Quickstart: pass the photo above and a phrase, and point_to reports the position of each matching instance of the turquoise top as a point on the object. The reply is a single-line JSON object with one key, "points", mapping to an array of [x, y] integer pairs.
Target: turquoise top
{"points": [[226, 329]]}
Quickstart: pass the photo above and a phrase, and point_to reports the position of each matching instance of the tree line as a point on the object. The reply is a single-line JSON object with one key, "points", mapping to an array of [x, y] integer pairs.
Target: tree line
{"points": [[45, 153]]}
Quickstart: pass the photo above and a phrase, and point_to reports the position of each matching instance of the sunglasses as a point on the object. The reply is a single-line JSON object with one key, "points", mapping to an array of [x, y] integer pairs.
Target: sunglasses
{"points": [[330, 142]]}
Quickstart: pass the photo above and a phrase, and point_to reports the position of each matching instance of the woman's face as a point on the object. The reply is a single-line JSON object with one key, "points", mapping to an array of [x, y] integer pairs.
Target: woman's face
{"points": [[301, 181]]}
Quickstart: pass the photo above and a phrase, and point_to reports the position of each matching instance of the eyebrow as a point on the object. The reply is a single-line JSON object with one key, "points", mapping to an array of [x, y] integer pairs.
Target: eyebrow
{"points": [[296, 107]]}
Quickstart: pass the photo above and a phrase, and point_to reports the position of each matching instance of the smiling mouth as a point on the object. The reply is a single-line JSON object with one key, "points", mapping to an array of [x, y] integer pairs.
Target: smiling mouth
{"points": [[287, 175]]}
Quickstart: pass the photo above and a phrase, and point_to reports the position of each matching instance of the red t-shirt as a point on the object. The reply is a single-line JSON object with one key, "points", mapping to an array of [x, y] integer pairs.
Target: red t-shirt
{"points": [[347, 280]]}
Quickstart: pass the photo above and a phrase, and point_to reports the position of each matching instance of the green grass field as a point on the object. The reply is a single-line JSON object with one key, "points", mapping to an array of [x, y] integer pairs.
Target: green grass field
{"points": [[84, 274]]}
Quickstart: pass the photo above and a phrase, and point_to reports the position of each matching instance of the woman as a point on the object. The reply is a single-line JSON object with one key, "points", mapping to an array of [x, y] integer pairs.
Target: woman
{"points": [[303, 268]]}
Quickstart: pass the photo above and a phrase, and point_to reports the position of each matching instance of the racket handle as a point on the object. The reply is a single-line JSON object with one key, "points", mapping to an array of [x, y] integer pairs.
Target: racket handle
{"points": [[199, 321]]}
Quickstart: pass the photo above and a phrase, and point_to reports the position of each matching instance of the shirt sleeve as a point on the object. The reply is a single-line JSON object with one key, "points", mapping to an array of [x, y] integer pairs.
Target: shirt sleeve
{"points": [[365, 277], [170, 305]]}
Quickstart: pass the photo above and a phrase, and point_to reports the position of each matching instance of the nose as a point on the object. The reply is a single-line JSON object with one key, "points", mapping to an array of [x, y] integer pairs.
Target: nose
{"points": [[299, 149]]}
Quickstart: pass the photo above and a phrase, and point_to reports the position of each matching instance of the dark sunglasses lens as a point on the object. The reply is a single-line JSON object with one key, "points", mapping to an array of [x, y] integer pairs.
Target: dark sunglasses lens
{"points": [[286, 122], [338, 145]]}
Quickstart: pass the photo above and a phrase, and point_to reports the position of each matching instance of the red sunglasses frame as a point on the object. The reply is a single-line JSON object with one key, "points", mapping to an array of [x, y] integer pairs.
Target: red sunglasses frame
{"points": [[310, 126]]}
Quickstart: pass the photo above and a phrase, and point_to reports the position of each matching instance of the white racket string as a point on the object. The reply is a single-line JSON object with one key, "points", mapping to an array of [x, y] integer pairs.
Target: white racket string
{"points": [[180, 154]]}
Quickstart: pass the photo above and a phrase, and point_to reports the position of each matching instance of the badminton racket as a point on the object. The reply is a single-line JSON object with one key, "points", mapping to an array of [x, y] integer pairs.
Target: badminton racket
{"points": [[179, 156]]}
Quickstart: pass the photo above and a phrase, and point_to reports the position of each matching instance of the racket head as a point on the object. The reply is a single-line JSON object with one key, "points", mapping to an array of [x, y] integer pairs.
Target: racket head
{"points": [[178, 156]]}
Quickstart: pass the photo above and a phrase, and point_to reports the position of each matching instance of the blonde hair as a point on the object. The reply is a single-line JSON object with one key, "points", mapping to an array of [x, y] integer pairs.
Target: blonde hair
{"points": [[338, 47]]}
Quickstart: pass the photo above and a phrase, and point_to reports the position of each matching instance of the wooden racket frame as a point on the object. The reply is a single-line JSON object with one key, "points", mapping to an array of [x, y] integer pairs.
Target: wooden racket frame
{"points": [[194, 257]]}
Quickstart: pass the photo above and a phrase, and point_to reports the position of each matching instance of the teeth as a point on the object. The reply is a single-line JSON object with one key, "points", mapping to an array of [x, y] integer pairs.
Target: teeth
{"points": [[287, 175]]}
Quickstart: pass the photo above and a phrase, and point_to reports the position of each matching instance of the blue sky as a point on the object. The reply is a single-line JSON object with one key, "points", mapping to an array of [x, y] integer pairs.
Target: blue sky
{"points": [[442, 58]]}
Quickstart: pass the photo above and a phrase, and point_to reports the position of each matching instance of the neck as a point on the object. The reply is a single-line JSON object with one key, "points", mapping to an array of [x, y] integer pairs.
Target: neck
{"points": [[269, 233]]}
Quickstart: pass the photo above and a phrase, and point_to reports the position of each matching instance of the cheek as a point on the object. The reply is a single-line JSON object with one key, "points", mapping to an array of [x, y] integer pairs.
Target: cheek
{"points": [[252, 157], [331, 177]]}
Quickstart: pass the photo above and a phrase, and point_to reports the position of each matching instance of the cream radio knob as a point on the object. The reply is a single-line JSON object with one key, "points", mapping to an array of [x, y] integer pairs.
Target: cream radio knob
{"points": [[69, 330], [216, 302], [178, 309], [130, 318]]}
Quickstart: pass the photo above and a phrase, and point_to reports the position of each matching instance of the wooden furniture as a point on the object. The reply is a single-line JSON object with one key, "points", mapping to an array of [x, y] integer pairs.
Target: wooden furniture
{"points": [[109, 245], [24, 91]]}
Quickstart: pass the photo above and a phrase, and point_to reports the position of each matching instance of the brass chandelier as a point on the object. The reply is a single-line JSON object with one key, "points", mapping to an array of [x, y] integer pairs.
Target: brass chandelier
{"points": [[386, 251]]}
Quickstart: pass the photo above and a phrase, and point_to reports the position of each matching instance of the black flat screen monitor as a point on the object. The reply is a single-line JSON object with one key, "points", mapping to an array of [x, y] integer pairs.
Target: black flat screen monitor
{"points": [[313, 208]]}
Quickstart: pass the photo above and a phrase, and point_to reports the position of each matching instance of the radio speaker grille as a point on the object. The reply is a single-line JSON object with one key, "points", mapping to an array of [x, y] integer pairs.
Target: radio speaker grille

● ● ● ●

Aim –
Please copy every item above, keeping each one word for word.

The reply –
Quickstart: pass the photo above and a phrase, and point_to reports the position of each matching instance of the turquoise top as a point on the object. The reply is a single-line JSON object with one key, "points", mapping to an array of [x, y] integer pairs.
Target: turquoise top
{"points": [[226, 329]]}
Quickstart: pass the photo above and a phrase, and point_to reports the position of each matching instance of the tree line as a point on the object. The reply is a single-line JSON object with one key, "points", mapping to an array of [x, y] integer pairs.
Target: tree line
{"points": [[45, 153]]}
Quickstart: pass the photo above and a phrase, and point_to reports the position of each matching instance of the sunglasses as a point on the object. The reply is a single-line JSON object with one key, "points", mapping to an array of [x, y] integer pairs.
Target: sunglasses
{"points": [[330, 142]]}
Quickstart: pass the photo above and a phrase, and point_to reports the position of each matching instance of the woman's face as a point on the object. The reply is a single-line JSON object with one key, "points", mapping to an array of [x, y] integer pairs.
Target: woman's face
{"points": [[301, 181]]}
Quickstart: pass the photo above and a phrase, and point_to reports the position of each matching instance of the eyebrow as a point on the object. The reply is a single-line JSON object with one key, "points", mapping to an array of [x, y] integer pairs.
Target: eyebrow
{"points": [[296, 107]]}
Quickstart: pass the photo above and a phrase, and point_to reports the position of each matching instance of the smiling mouth as a point on the object. The reply is a single-line JSON object with one key, "points", mapping to an array of [x, y] integer pairs.
Target: smiling mouth
{"points": [[287, 175]]}
Quickstart: pass the photo above and a phrase, and point_to reports the position of each matching instance of the red t-shirt as a point on the object. The reply is a single-line JSON object with one key, "points", mapping to an array of [x, y] integer pairs.
Target: red t-shirt
{"points": [[347, 280]]}
Quickstart: pass the photo above and a phrase, and point_to reports the position of each matching instance of the green grass field as a point on the object. The reply is a single-line JSON object with one key, "points", mapping to an array of [x, y] integer pairs.
Target: green grass field
{"points": [[84, 274]]}
Quickstart: pass the photo above and a phrase, and point_to reports the position of each matching instance of the woman as a point on the object. The reply is a single-line JSON object with one key, "points", mapping to an array of [x, y] integer pairs.
Target: woman
{"points": [[303, 268]]}
Quickstart: pass the photo above and a phrase, and point_to reports the position of each matching instance of the racket handle as a point on the object. The reply is a single-line JSON object with one key, "points", mapping to an array of [x, y] integer pairs.
Target: racket handle
{"points": [[199, 321]]}
Quickstart: pass the photo above and a phrase, and point_to reports the position of each matching instance of the shirt sleeve as a point on the object. The reply is a single-line JSON object with one key, "points", mapping to an array of [x, y] integer pairs.
Target: shirt sleeve
{"points": [[365, 277], [170, 305]]}
Quickstart: pass the photo above and a phrase, and point_to reports the position of each matching instance of the nose as a point on the object. The reply is a single-line JSON object with one key, "points", mapping to an array of [x, y] integer pairs.
Target: nose
{"points": [[299, 149]]}
Quickstart: pass the photo above and a phrase, and point_to reports the position of each matching instance of the dark sunglasses lens as a point on the object. The reply is a single-line JSON object with one key, "points", mapping to an array of [x, y] integer pairs.
Target: dark sunglasses lens
{"points": [[286, 122], [338, 145]]}
Quickstart: pass the photo above and a phrase, and point_to reports the position of each matching instance of the red sunglasses frame as a point on the object. The reply is a single-line JSON object with one key, "points", mapping to an array of [x, y] integer pairs.
Target: red sunglasses frame
{"points": [[310, 126]]}
Quickstart: pass the photo above and a phrase, and point_to reports the position of each matching instance of the white racket string as a point on the object. The reply is a single-line JSON object with one key, "points", mapping to an array of [x, y] integer pairs.
Target: white racket string
{"points": [[180, 154]]}
Quickstart: pass the photo above and a phrase, and point_to reports the position of each matching instance of the badminton racket as a point on the object. The reply is a single-line JSON object with one key, "points", mapping to an array of [x, y] integer pairs.
Target: badminton racket
{"points": [[179, 156]]}
Quickstart: pass the photo above and a phrase, and point_to reports the position of each matching instance of the racket head as a point on the object. The reply is a single-line JSON object with one key, "points", mapping to an array of [x, y] integer pairs.
Target: racket head
{"points": [[178, 156]]}
Quickstart: pass the photo above and a phrase, and point_to reports the position of each matching instance of the blonde hair as a point on the object. The reply is a single-line JSON object with one key, "points", mapping to an array of [x, y] integer pairs.
Target: blonde hair
{"points": [[338, 47]]}
Quickstart: pass the photo above and a phrase, and point_to reports the position of each matching instance of the wooden racket frame as a point on the object. The reply is a single-line JSON object with one key, "points", mapping to an array of [x, y] integer pairs.
Target: wooden racket frame
{"points": [[194, 257]]}
Quickstart: pass the photo above and a phrase, and point_to reports the position of each matching instance of the teeth as a point on the object. The reply is a single-line JSON object with one key, "points", mapping to an array of [x, y] integer pairs.
Target: teeth
{"points": [[287, 175]]}
Quickstart: pass the photo above and a phrase, and point_to reports the position of each matching instance of the blue sky as a point on the object. The reply is a single-line JSON object with one key, "points", mapping to an array of [x, y] integer pairs.
Target: blue sky
{"points": [[442, 58]]}
Quickstart: pass the photo above and a phrase, and point_to reports the position of each matching instance of the neck as a point on the object. The reply is a single-line JSON object with one key, "points", mapping to an array of [x, y] integer pairs.
Target: neck
{"points": [[269, 233]]}
Quickstart: pass the photo above and a phrase, and point_to reports the position of each matching instance of the cheek as a point on the object. The reply is a single-line JSON object with one key, "points", mapping to an array of [x, y] integer pairs.
Target: cheek
{"points": [[252, 157], [331, 177]]}
Quickstart: pass the photo above and a phrase, and point_to reports the position of each matching instance of the cream radio knob as a point on the object. The reply is a single-line JSON object with one key, "points", mapping to an array of [x, y] integer pairs.
Target: cream radio knob
{"points": [[69, 330], [216, 302], [178, 309], [130, 318]]}
Quickstart: pass the photo above and a phrase, and point_to reports the position of each matching instance of the wooden furniture as a point on the object. The reply is a single-line JSON object with one key, "points", mapping to an array of [x, y] integer pairs.
Target: wooden furniture
{"points": [[109, 245], [24, 91]]}
Quickstart: pass the photo above and a phrase, and point_to reports the position of each matching instance of the brass chandelier as a point on the object. The reply is a single-line JSON object with one key, "points", mapping to an array of [x, y] integer pairs.
Target: brass chandelier
{"points": [[386, 251]]}
Quickstart: pass the photo above and a phrase, and point_to reports the position of each matching instance of the black flat screen monitor as a point on the object. The reply is a single-line JSON object with one key, "points", mapping to an array of [x, y] integer pairs.
Target: black flat screen monitor
{"points": [[313, 208]]}
Quickstart: pass the photo above and a phrase, and point_to reports the position of each matching instance of the radio speaker grille as a point on the object. The reply is a single-line JSON object with one key, "points", mapping to an array of [x, y] integer pairs.
Target: radio speaker grille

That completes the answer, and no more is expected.